• _Directions_
**a)** From the text on word segmentation with Morfessor, list every word in the Turkish list that the trained Turkish model segments.
**b)** Extend the text on word segmentation with Morfessor, beginning right after its last sentence.

+++ Text provided +++

A trained model can be used to segment a list of words. If you trust the model for your corpus (i.e., you've seen gold standard tested results in another paper), this might be your last step.

The output from the segmenter is a list of segments and the log probability that this is the correct segmentation.

In [5]:
## segment data using the trained Turkish model

words_turkish = ["bilincinle", "eylemelerine", "komedidir", "uygarlaStIramadIklarImIzdanmISsInIzcasIna"]

for word in words_turkish:
    print(model_turkish.viterbi_segment(word))

(['bilincin', 'le'], 19.89222449520654)
(['eyleme', 'lerine'], 20.86651055320383)
(['komedi', 'dir'], 19.75392446733094)
(['uygar', 'laStI', 'ramadIklarI', 'mIzdan', 'mIS', 'sInIz', 'casIna'], 72.7934925399708)


In [6]:
## segment data using the trained English model

words_english = ["unbelievable", "presented", "quickly", "morphology", "morphological", "undecomposable", "the"]

for word in words_english:
    print(model_english.viterbi_segment(word))

(['un', 'believable'], 19.32113757371785)
(['present', 'ed'], 16.555310976357404)
(['quick', 'ly'], 17.118524084472)
(['morpholog', 'y'], 18.430928507097743)
(['morpholog', 'ical'], 21.07542358801313)
(['unde', 'compos', 'able'], 29.499639370389204)
(['the'], 9.775824751238426)


### Evaluation with Morfessor

A *gold standard* segmentation file is needed to assess the quality of the model. It will provide precision, recall, and F-measure scores for a given trained model.

+++ Dataset entries +++

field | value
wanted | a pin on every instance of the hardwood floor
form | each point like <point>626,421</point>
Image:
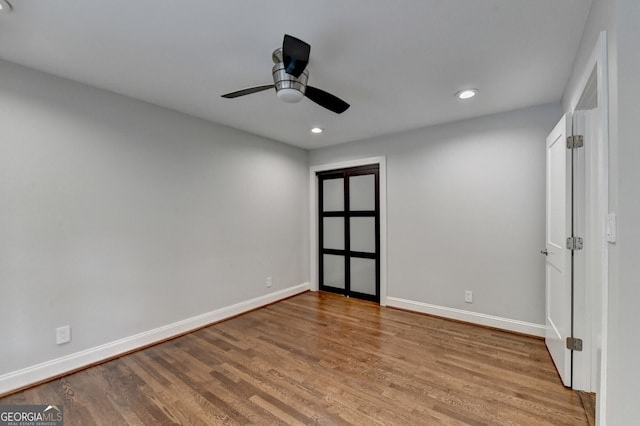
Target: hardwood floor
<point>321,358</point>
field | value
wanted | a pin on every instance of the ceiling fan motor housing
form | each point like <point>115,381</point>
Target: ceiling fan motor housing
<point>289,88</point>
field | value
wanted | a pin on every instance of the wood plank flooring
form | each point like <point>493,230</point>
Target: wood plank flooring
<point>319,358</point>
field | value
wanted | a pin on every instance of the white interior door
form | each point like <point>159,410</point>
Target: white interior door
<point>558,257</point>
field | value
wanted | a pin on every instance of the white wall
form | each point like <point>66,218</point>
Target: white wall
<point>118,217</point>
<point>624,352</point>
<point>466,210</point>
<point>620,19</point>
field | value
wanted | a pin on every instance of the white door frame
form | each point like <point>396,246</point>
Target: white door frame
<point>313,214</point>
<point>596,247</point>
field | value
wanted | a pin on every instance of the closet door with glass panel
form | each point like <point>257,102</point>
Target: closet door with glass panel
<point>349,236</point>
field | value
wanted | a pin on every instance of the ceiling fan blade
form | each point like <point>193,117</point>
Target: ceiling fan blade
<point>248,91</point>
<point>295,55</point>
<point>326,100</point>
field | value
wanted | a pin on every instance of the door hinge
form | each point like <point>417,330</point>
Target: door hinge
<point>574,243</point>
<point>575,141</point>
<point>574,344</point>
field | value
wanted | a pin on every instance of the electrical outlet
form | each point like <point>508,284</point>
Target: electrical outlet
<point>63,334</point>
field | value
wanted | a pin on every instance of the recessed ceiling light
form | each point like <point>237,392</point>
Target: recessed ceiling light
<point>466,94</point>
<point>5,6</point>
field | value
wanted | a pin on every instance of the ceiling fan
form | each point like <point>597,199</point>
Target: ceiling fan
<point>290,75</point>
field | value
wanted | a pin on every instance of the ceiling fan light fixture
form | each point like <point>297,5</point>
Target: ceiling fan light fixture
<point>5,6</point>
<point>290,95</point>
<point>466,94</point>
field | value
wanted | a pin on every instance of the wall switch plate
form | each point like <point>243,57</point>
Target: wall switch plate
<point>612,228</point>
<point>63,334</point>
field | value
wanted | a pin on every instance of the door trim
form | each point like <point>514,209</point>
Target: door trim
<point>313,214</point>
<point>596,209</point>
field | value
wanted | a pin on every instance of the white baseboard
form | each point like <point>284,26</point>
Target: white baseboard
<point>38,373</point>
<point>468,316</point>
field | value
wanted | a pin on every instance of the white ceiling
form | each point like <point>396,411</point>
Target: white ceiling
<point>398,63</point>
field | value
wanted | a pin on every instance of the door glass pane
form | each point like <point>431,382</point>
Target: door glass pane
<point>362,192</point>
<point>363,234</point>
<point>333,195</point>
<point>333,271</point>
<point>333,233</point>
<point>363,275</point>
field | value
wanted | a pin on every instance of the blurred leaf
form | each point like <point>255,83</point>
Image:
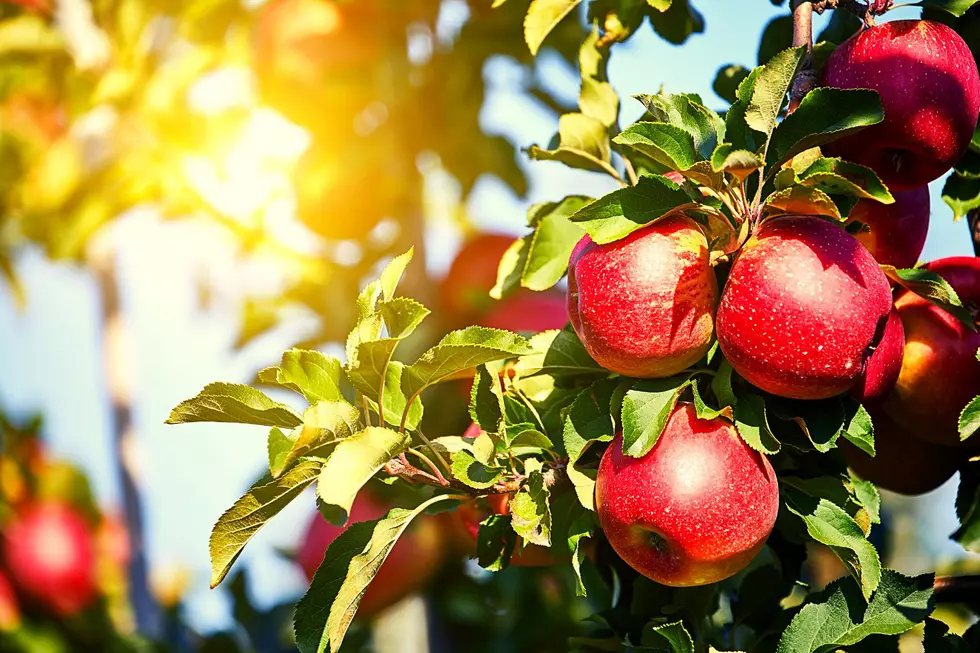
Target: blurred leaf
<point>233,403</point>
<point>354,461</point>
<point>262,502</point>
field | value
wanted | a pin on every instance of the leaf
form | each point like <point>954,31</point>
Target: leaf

+++

• _Written responses_
**a)** bilincinle, eylemelerine, komedidir, uygarlaStIramadIklarImIzdanmISsInIzcasIna

**b)**
In [7]:
# need to set sample sizes
from morfessor.evaluation import EvaluationConfig

# 10 samples of 50 words
eval_config = EvaluationConfig(10, 50)

# get the data from the annotations files
morf_io = morfessor.MorfessorIO()
goldstd_turkish = morf_io.read_annotations_file("data/goldstdsample.tur.txt")
goldstd_english = morf_io.read_annotations_file("data/goldstdsample.eng.txt")

In [8]:
# build evaluator object and run evaluation against Turkish gold standard
evaluator_turkish = morfessor.MorfessorEvaluation(goldstd_turkish)
results_turkish = evaluator_turkish.evaluate_model(model_turkish, configuration=eval_config)
print(results_turkish)

Filename   : UNKNOWN
Num samples: 10
Sample size: 50.0
F-score    : 0.577
Precision  : 0.777
Recall     : 0.461


In [9]:
# build evaluator object and run evaluation against English gold standard
evaluator_english = morfessor.MorfessorEvaluation(goldstd_english)
results_english = evaluator_english.evaluate_model(model_english, configuration=eval_config)
print(results_english)

Filename   : UNKNOWN
Num samples: 10
Sample size: 50.0
F-score    : 0.7
Precision  : 0.714
Recall     : 0.69


## Infixer Demonstration

This process targets language patterns that involve **non-concatenative** morphology, which Morfessor is not terribly good at. The basic idea is: supervise the Morfessor algorithm with regular expressions. The data that have the targeted patterns will be **linearized** by rebuilding the *non-concatenative* patterns into *concatenative* ones.

The needed files should be saved in the same directory--I haven't built them into a library yet.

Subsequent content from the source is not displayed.